**How to complete this task**
Please copy, word for word, the stretch of the OneChild passage that opens with the words containing "When Cheryl arrived" and closes with "parliament as well.".

**** Supplied passage ****

As relationships build, OneChild and their Youth Squad plan to seek more values-aligned corporate and government sponsorships to scale their in-school program to other underserved parts of the province of Ontario (where 2/3 of all abuse cases in Canada exist), and other provinces in Canada. Cheryl and her organization are targeting the provincial Ministries of Education, Minis-tries of Children, Community and Social Services, and Anti-Trafficking Coordination Offices to demonstrate how OneChild’s “Break the Chains” school programming and youth-led partnerships prevent child sex trafficking and advance provincial curriculum objectives. In 2021, OneChild joined forces with Ontario Physical Education Curriculum to co-apply for provincial funding to create a 7th and 8th-grade gym curriculum around SEC prevention. Internationally, OneChild plans to join ECPAT, a worldwide network of over 100 organizations working to end SEC, so that they can share knowledge and resources for prevention as well as build their growing movement of young people and adult allies. Together, these strategies are putting Cheryl on track to her end goal: to build young people’s capacity to protect themselves and their peers in the fight against SEC and to be advocates for the change they wish to see.

THE PERSON

In 2001, at age 16, Cheryl learned about the child sex trade while researching for a high school project. She recalls being filled with anger that people were exploiting children her age and younger in such a heinous way, and she resolved to stop it. Realizing that her native country, Sri Lanka, was considered a “pedophile’s paradise”—with 40,000 sexually exploited children— she decided at 17 to organize a solo, three-and-a-half month, fact-finding mission to Sri Lanka. She wanted to consult child victims, social workers, NGO workers, law enforcement, and government officials to get an insider’s look into the child sex trade.

When Cheryl arrived in Sri Lanka, she contacted and managed to partner with the National Child Protection Authority and convinced them to let her play the main role of the decoy—a sexually exploited teen in an undercover sting operation. The operation was successful and ended in the apprehension of a 40-year-old Canadian perpetrator and father of two. During her stay, Cheryl brought her experiences from meeting various stakeholders, as well as going undercover, to a meeting with the Advisor to the President of Sri Lanka on Social Infrastructure. At the conclusion of this meeting, the President offered Cheryl a place in the Presidential Secretariat to serve as the President of Sri Lanka’s Nominee on Child Protection and asked her to assist them with building a children’s parliament as well.

**** Material provided ****

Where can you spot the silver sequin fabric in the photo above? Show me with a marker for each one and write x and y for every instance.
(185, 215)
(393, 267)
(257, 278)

****

**Exercise output**
When Cheryl arrived in Sri Lanka, she contacted and managed to partner with the National Child Protection Authority and convinced them to let her play the main role of the decoy—a sexually exploited teen in an undercover sting operation. The operation was successful and ended in the apprehension of a 40-year-old Canadian perpetrator and father of two. During her stay, Cheryl brought her experiences from meeting various stakeholders, as well as going undercover, to a meeting with the Advisor to the President of Sri Lanka on Social Infrastructure. At the conclusion of this meeting, the President offered Cheryl a place in the Presidential Secretariat to serve as the President of Sri Lanka’s Nominee on Child Protection and asked her to assist them with building a children’s parliament as well.